**ENUNCIADO:** Escreva a continuação da reportagem sobre o encontro de Lula com Palocci e Thomaz Bastos, começando logo após a última frase.

**REPORTAGEM:**
------------------------------------------------------------------------

Encontro se deu no mesmo dia em que ministro da Justiça apresentou advogado a ex-colega

Lula se reuniu com Palocci e Bastos após acerto de defesa

DA SUCURSAL DE BRASÍLIA

No mesmo dia em que se reuniram na casa do então ministro Antonio Palocci para definir estratégias de sua defesa, o ministro Márcio Thomaz Bastos e o próprio Palocci estiveram com o presidente Luiz Inácio Lula da Silva até as 22h. Já outros participantes da reunião na casa de Palocci, o ex-presidente da Caixa Econômica Federal Jorge Mattoso e o advogado Arnaldo Malheiros, seguiram para um encontro com a cúpula da estatal num apartamento da Asa Sul, em Brasília.
Antes de partir para destinos diferentes, Palocci, Thomaz Bastos, Mattoso e Malheiros trataram, no dia 23 de março, da violação do sigilo bancário do caseiro Francenildo Costa, conforme revelou a revista "Veja".

------------------------------------------------------------------------

**DADOS FORNECIDOS:**
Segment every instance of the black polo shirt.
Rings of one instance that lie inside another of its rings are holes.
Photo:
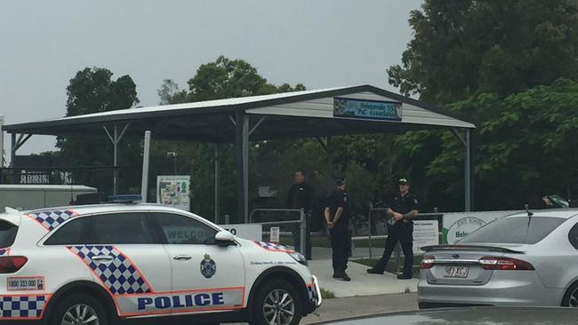
[[[313,189],[306,182],[293,184],[287,194],[287,208],[311,210],[313,201]]]
[[[347,199],[347,193],[341,191],[341,188],[337,187],[332,192],[332,194],[327,197],[327,202],[325,202],[325,207],[328,207],[331,211],[331,219],[333,220],[335,217],[335,212],[337,209],[343,208],[343,212],[341,217],[333,226],[333,230],[347,230],[349,226],[349,208]]]
[[[393,210],[395,212],[405,214],[413,210],[419,210],[419,202],[417,197],[413,193],[407,193],[405,195],[402,195],[399,193],[394,196],[389,209]],[[401,221],[402,220],[399,220],[398,222]]]

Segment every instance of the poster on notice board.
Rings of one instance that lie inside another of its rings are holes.
[[[190,211],[190,176],[157,176],[157,202]]]

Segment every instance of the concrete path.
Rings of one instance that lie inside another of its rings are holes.
[[[351,281],[346,282],[332,277],[331,266],[329,259],[309,261],[309,268],[319,279],[321,288],[338,297],[417,292],[417,279],[397,280],[395,274],[387,272],[383,275],[368,274],[367,266],[349,261],[347,273]]]

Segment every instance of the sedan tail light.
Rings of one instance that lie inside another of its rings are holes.
[[[534,266],[525,261],[508,258],[486,257],[479,259],[484,270],[534,270]]]
[[[429,255],[424,255],[421,258],[421,263],[420,264],[420,268],[421,270],[427,270],[433,266],[433,263],[436,258]]]
[[[23,256],[0,257],[0,273],[13,273],[22,268],[28,261]]]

------------------------------------------------------------------------

**RESPOSTA:**
Na versão de Malheiros, houve uma discussão genérica sobre o que seria o crime de violação de sigilo. De acordo com ele, não entraram em detalhes, como uma eventual confissão de Palocci de que seria o mandante da violação. Na versão do ministro da Justiça, ele apenas apresentou o advogado criminalista ao então ministro da Fazenda.
No entanto, essas versões se chocam com os bastidores apurados pela Folha a respeito da reunião da noite entre Lula, Thomaz Bastos e Palocci. A partir daquela data, Lula passou a estudar nomes para substituir Palocci e sondou o então presidente do BNDES, Guido Mantega, que assumiria a Fazenda na semana seguinte.
Mais: na noite daquele dia, Thomaz Bastos disse a Lula, na frente de Palocci, que achava que o ministro da Fazenda deveria deixar o governo. Ou seja, há indícios de que o ministro da Justiça tinha mais informações do que apenas as obtidas numa discussão genérica sobre o crime de violação de sigilo, como relata Malheiros.
Na reunião com Lula e Thomaz Bastos, Palocci ficou contrariado, mas reconheceu que perdera "as condições políticas" de permanecer na Fazenda. No entanto, de acordo com a versão de membros da cúpula do governo, ele continuou a negar até o dia de sua demissão, 27 de março, segunda-feira, a autoria da violação e do vazamento do sigilo.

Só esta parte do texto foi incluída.